→ Exercise details: Could you repeat the lines word for word, starting at the line that contains "If you could mark the green chain-link" and ending at the final line?

→ Pointing dataset records:

=====

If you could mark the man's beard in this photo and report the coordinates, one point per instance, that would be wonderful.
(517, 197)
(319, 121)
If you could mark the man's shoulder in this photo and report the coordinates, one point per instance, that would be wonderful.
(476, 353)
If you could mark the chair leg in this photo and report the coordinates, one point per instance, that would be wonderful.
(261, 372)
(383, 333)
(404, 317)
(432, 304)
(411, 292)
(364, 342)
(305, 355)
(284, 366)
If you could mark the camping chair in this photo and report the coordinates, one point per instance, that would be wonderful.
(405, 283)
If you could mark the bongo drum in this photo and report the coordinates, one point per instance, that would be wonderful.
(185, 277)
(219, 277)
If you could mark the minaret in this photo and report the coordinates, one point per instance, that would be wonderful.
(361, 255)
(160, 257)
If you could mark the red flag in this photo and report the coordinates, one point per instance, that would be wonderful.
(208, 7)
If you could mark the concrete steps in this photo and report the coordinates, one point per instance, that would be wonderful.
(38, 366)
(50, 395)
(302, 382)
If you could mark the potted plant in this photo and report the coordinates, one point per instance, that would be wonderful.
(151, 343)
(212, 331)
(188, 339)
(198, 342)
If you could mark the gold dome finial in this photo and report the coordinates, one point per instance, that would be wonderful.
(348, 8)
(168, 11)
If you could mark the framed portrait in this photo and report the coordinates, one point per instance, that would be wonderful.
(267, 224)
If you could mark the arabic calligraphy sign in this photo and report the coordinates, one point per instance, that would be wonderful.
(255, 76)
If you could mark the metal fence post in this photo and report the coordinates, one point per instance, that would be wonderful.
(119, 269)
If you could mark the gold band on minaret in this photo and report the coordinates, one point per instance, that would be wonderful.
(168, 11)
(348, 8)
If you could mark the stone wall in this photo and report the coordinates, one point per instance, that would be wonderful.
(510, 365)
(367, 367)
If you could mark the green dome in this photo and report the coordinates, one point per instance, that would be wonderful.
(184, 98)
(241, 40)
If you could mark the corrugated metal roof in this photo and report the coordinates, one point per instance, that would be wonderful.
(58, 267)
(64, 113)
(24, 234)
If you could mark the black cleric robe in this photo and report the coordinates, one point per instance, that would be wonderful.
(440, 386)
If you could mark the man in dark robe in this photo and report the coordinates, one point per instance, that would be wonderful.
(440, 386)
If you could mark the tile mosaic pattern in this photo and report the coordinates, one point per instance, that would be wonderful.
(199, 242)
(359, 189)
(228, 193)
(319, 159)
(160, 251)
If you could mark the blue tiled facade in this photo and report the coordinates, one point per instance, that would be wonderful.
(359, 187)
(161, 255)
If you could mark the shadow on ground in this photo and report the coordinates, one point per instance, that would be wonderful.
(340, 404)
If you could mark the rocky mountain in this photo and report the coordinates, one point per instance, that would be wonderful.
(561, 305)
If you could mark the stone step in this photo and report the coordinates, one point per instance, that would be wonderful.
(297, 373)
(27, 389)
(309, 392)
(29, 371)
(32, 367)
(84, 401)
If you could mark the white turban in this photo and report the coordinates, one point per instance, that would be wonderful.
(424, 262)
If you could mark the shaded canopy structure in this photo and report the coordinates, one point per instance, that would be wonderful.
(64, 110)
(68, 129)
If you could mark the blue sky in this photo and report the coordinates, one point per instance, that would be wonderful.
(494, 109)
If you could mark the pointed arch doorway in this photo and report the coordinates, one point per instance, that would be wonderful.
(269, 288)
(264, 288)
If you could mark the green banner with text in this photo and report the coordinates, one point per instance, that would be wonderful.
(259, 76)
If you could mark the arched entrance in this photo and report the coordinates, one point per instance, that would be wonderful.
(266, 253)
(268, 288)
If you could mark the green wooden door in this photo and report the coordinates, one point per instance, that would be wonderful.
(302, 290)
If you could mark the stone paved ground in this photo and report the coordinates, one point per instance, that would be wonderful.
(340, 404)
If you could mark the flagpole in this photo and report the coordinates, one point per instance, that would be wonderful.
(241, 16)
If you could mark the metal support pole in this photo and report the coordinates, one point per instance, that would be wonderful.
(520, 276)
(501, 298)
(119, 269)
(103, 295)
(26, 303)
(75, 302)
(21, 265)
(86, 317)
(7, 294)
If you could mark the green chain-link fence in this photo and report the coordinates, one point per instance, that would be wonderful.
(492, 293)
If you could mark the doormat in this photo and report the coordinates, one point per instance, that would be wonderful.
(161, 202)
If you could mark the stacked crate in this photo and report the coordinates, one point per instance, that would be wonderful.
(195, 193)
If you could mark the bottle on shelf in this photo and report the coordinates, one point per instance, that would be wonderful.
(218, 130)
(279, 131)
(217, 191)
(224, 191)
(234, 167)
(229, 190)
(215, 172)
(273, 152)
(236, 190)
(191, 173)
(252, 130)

=====

→ Task solution:
If you could mark the green chain-link fence in this photo and report the coordinates, one point per instance, that would be wonderful.
(492, 293)
If you could mark the doormat in this photo and report the coordinates, one point per instance, that would be wonderful.
(161, 202)
If you could mark the stacked crate in this photo and report the coordinates, one point per instance, that would be wonderful.
(195, 193)
If you could mark the bottle on shelf in this photo and report the coordinates, one point per instance, that would be wonderful.
(218, 130)
(279, 131)
(217, 191)
(224, 191)
(234, 167)
(229, 190)
(215, 172)
(273, 152)
(236, 190)
(191, 173)
(252, 130)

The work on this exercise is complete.